STORED DATA »
"""

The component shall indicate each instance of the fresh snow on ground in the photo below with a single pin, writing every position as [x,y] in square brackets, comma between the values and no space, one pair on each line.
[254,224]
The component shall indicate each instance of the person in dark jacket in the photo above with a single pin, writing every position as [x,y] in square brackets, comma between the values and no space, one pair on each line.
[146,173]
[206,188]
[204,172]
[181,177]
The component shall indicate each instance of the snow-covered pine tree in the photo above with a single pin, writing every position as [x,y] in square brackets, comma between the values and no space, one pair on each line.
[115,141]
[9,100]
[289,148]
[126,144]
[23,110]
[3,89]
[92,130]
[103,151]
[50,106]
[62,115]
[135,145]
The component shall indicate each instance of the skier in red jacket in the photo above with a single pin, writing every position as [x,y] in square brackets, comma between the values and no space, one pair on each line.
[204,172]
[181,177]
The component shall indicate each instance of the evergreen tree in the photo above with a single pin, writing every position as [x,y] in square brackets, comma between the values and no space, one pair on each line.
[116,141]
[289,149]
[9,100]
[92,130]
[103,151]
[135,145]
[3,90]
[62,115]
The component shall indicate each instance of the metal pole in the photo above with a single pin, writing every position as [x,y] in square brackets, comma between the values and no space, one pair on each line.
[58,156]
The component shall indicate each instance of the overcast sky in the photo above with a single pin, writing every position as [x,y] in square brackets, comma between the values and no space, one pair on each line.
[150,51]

"""
"""

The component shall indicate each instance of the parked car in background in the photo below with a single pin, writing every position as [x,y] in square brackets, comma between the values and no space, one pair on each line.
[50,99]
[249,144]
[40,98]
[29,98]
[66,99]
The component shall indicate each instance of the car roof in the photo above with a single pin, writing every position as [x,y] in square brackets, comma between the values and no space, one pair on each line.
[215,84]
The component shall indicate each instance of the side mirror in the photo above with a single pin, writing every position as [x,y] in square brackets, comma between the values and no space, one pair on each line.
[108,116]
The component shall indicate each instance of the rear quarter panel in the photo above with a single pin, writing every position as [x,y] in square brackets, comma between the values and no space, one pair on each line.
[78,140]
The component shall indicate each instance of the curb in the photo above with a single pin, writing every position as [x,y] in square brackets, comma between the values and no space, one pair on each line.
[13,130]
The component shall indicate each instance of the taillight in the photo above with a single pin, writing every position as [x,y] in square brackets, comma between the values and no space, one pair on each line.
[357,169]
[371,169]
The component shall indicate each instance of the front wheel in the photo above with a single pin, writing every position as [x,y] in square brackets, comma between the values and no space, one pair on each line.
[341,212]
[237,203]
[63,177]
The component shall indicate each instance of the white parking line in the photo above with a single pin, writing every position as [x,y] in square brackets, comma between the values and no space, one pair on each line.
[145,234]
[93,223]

"""
"""

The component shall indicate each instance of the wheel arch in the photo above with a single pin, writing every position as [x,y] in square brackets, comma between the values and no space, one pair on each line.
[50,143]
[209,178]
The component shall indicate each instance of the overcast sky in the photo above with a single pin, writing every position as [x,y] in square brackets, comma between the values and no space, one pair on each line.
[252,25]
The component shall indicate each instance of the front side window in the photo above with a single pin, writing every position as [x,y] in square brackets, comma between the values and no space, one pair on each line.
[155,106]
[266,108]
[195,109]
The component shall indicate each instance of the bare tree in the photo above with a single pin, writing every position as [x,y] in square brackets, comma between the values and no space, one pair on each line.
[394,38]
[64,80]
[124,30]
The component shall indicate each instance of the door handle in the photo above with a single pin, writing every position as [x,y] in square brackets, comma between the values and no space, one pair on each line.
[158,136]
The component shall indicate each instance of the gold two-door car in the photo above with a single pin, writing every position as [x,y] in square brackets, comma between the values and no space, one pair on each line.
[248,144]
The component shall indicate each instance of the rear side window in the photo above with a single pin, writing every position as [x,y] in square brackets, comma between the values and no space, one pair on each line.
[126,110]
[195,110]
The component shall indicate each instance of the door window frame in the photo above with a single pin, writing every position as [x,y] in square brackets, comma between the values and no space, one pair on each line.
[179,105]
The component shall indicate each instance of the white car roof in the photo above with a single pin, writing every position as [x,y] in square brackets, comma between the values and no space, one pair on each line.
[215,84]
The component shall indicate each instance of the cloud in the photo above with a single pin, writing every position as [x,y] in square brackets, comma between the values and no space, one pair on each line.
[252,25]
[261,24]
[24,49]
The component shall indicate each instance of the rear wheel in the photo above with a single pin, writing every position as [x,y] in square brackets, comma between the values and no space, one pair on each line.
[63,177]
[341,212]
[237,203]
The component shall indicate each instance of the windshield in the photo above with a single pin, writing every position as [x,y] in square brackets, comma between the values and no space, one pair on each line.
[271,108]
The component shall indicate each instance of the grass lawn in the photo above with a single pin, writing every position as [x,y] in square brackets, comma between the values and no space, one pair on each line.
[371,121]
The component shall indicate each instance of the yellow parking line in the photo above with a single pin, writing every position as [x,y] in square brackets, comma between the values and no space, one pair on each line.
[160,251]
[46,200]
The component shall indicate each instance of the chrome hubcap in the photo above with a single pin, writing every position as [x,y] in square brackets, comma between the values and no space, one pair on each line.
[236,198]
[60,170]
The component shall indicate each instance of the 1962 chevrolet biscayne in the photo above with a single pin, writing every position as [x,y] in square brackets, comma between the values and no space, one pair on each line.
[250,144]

"""

DIRECTIVE »
Count the lines above that contain the string "arch", treating uppercase and lowercase letters as different, and give only that number.

ANSWER FOR THE TASK »
1